Your instructions:
Write the next few paragraphs of the news piece below about wildlife ten years after the BP oil spill, picking up after its last sentence.

[Passage shown]

Ten years after the BP oil spill many species have not recovered

BP Oil Spill
Photo credit Mario Tama/Getty Images

Today marks ten years since the BP Oil Spill ravaged the Gulf of Mexico ecosystem, and environmental scars exist still to this day.

National Wildlife Federation Gulf of Mexico Restoration Director David Muth says the critically endangered Kemp’s ridley sea turtle was recovering as a species before 2010 but since then they’ve been backsliding.

“A lot of females were killed, and so there are fewer females nesting, but there are also possible long term health effects,” says Muth.

Muth says Coastal bottlenose dolphins have seen their successful birthrate remain less than a quarter of what it was before their habitat was poisoned by the spill.

“Females giving births to stillborn and sick babies, and we still see malnutrition and lower weight, and other various effects of the toxicity in dolphins,” says Muth.

[/Passage shown]
[Extracted material]

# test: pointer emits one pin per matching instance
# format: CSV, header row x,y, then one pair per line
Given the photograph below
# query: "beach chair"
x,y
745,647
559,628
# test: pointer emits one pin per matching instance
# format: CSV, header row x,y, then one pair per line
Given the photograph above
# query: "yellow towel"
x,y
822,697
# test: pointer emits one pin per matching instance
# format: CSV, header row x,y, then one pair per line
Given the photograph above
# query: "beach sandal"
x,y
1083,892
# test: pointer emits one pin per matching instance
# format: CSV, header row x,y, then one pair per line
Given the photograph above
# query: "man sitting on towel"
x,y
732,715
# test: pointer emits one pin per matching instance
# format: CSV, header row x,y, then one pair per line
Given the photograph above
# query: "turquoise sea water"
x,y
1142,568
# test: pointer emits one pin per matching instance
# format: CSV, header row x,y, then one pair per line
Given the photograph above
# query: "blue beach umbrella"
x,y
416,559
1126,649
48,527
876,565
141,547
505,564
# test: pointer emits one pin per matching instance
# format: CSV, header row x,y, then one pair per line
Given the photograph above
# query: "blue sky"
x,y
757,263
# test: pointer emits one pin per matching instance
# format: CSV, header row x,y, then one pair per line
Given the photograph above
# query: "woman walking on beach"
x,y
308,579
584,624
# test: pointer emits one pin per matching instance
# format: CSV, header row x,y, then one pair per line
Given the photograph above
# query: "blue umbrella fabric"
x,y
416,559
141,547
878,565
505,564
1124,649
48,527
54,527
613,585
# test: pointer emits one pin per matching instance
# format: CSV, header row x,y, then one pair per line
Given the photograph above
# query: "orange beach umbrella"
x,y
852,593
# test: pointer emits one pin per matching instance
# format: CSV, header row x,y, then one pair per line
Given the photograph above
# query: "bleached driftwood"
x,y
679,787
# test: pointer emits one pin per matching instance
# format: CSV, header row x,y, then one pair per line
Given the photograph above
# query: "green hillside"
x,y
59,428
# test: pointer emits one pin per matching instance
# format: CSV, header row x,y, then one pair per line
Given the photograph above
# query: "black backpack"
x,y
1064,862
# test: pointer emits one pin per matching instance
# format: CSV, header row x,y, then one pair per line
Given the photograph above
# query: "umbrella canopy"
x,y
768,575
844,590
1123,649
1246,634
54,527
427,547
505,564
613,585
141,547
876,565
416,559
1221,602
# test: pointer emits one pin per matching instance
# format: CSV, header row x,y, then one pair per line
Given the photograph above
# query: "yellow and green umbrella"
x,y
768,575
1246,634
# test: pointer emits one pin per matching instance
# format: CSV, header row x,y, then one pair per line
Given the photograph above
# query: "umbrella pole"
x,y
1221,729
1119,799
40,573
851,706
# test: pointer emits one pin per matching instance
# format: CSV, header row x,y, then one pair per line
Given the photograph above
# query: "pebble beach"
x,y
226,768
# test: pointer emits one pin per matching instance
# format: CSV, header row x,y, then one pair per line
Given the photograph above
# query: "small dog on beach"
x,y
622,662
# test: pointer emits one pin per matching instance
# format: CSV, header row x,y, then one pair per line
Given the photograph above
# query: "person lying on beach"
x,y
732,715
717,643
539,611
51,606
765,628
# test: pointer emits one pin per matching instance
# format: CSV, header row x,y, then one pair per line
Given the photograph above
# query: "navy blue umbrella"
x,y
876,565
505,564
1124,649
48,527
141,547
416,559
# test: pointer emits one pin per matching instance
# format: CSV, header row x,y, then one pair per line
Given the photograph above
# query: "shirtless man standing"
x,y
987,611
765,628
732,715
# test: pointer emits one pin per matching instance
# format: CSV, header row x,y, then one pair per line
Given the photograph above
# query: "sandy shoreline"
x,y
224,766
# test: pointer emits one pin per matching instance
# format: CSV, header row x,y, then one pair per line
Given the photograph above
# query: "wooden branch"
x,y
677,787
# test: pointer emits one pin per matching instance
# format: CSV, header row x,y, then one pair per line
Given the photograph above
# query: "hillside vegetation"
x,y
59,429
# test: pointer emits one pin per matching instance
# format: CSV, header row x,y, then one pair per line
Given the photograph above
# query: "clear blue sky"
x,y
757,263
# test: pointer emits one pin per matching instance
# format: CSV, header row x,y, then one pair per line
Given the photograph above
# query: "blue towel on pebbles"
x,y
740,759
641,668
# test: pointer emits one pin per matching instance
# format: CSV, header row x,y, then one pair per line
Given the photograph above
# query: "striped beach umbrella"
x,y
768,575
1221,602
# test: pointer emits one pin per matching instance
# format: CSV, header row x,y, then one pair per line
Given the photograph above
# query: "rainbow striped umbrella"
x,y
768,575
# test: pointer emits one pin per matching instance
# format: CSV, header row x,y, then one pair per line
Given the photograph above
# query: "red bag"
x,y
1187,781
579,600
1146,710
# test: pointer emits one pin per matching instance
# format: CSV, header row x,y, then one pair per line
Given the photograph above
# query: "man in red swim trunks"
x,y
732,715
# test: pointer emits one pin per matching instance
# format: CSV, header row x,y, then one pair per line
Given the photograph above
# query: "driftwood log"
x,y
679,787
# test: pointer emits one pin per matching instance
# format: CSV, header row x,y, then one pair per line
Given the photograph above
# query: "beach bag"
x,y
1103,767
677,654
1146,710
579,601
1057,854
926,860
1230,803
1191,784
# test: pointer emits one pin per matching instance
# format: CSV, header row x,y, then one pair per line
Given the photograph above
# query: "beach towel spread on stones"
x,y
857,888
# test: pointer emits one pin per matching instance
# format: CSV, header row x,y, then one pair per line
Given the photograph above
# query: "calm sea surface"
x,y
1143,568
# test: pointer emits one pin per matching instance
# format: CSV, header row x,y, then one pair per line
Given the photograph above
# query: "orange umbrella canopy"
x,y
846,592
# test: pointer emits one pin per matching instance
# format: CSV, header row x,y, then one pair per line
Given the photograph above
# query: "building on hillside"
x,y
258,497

[/Extracted material]
[Extracted material]

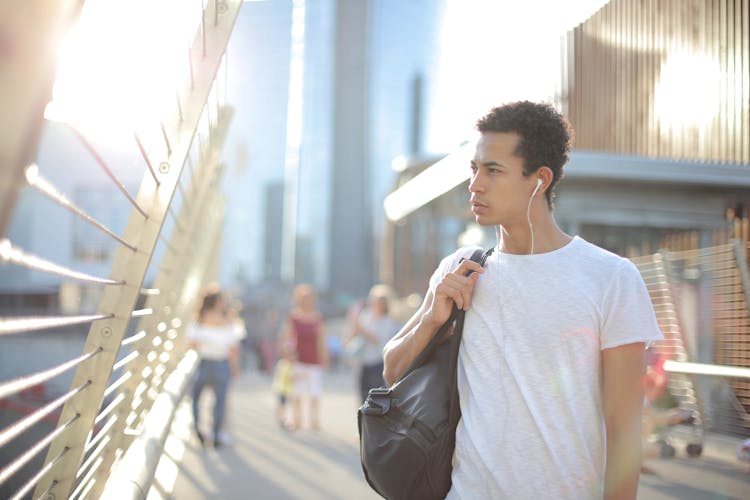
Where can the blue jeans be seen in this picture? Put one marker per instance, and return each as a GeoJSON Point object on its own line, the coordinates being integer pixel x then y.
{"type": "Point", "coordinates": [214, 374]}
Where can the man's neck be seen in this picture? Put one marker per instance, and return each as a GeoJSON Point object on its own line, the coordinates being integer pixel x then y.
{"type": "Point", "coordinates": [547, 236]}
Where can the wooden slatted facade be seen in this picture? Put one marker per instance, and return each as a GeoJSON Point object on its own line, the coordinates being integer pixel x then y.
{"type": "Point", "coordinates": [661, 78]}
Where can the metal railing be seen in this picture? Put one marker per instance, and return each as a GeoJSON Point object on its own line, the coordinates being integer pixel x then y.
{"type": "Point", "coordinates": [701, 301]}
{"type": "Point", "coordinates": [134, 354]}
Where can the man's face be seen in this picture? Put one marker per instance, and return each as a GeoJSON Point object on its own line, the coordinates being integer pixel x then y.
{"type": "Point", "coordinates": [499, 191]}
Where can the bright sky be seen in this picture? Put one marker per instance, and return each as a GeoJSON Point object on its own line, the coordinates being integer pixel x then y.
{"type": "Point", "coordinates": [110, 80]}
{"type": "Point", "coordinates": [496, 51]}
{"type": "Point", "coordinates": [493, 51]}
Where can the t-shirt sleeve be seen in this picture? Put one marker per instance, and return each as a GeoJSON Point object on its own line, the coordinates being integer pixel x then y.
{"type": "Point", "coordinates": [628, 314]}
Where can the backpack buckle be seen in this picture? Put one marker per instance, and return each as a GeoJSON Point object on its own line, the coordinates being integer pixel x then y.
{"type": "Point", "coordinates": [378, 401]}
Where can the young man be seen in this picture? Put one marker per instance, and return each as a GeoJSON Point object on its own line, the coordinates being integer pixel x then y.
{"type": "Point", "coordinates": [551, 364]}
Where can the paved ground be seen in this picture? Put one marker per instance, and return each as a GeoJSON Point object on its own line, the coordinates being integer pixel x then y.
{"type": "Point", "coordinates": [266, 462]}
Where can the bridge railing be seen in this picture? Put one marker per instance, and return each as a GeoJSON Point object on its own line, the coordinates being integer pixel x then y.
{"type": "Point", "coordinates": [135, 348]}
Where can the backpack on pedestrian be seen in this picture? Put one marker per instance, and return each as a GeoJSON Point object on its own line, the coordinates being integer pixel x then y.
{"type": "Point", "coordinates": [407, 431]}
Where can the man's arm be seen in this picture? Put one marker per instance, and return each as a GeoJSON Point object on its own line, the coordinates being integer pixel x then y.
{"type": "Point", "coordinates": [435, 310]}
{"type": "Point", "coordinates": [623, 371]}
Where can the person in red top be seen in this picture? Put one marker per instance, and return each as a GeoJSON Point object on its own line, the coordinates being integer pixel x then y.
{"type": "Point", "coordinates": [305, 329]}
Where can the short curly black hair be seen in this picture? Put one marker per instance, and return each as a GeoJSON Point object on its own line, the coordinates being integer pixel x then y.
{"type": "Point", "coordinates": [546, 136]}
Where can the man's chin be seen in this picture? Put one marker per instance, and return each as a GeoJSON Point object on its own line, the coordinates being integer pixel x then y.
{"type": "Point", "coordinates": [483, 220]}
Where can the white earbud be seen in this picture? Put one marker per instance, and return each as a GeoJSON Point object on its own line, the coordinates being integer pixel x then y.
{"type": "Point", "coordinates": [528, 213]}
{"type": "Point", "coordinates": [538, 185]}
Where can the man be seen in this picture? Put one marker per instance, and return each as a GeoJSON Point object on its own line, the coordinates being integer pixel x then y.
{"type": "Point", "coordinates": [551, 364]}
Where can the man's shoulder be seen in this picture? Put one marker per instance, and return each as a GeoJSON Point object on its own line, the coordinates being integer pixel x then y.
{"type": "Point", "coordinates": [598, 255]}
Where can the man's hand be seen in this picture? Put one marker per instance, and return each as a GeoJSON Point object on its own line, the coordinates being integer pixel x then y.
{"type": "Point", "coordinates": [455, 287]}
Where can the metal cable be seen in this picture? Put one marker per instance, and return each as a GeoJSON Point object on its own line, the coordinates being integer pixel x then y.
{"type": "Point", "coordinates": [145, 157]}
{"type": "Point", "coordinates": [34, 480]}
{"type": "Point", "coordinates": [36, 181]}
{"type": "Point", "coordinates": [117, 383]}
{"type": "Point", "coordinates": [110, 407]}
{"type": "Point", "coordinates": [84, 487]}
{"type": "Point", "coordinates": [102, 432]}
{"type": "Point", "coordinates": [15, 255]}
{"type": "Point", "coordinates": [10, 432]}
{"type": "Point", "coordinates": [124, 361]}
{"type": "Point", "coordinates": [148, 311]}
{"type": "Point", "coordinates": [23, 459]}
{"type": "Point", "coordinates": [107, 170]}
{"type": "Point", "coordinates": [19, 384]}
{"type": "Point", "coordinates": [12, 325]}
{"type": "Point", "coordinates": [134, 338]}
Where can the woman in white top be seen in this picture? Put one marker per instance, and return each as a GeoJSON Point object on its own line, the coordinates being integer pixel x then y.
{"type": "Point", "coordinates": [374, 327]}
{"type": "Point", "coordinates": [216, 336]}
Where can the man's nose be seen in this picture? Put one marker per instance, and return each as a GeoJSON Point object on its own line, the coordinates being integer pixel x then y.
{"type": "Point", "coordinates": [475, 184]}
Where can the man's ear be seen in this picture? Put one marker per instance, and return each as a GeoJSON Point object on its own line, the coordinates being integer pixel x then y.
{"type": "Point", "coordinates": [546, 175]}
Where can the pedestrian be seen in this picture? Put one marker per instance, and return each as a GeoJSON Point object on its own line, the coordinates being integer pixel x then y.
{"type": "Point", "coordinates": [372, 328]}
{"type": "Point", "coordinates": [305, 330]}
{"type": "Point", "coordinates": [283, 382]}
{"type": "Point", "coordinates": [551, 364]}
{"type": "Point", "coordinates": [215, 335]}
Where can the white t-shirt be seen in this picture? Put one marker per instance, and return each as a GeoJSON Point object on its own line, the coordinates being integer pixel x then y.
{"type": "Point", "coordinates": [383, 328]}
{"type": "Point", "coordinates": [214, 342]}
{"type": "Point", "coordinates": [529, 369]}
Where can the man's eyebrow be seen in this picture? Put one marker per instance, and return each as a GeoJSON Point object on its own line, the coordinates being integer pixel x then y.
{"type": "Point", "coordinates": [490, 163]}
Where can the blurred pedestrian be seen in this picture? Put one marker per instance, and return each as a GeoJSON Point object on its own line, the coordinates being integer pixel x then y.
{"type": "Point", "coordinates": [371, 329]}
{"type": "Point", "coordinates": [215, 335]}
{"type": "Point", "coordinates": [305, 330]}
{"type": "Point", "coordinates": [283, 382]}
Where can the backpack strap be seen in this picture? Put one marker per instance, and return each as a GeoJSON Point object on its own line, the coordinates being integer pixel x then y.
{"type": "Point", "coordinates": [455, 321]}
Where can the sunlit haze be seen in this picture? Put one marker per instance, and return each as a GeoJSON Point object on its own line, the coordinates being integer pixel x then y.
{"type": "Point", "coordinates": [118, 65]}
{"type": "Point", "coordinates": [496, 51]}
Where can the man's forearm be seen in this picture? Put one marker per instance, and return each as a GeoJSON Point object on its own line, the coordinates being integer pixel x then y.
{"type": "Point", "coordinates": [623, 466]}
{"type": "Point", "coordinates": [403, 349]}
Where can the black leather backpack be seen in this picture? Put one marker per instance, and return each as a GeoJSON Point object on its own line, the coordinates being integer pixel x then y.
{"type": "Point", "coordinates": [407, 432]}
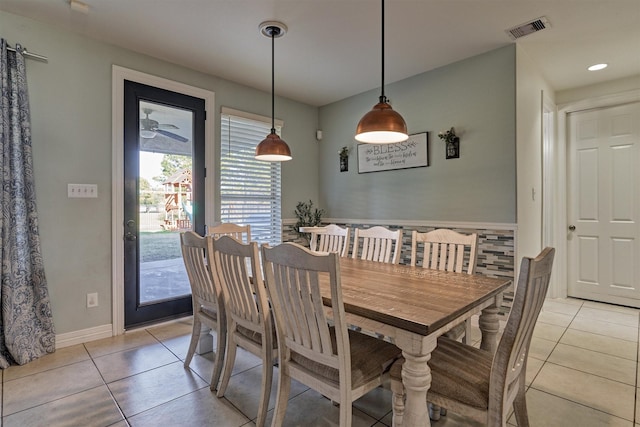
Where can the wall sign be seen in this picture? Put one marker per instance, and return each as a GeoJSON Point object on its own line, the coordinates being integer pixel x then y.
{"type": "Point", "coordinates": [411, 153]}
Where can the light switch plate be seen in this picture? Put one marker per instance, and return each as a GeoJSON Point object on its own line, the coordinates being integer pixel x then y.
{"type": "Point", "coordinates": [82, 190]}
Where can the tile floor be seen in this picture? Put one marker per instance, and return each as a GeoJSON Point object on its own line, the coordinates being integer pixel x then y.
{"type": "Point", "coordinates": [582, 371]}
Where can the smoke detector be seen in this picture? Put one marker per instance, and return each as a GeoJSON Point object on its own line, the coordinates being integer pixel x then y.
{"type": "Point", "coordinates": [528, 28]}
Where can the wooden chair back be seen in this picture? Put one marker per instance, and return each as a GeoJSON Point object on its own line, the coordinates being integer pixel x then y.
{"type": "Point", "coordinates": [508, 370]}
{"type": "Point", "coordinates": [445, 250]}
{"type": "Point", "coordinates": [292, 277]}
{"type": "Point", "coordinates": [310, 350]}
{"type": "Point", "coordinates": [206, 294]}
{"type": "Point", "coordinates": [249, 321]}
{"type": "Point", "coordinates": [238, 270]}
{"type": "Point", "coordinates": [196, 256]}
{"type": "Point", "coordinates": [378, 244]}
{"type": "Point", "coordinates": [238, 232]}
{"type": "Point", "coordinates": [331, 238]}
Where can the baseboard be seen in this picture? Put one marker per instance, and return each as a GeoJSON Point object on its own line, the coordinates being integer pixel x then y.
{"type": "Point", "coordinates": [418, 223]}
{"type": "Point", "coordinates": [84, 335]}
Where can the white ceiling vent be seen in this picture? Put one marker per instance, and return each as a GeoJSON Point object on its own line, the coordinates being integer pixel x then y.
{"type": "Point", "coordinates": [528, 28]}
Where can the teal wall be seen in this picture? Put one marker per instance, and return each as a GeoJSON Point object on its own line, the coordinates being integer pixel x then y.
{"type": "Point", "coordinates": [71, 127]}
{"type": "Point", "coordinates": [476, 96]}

[/Extracted material]

Response:
The spill also killed off 17 percent of the Gulf’s Bryde whales, an impact that’s seen them be added to, and remain on the endangered species list since.

Muth says the overall ecological impact remains horrific, but the one silver lining to result from the calamity was the more than 16 billion in fines that paid for coastal restoration projects across south Louisiana, including most of the Barataria Bay islands. He says Louisiana received over eight billion dollars in payments as a result of the spill.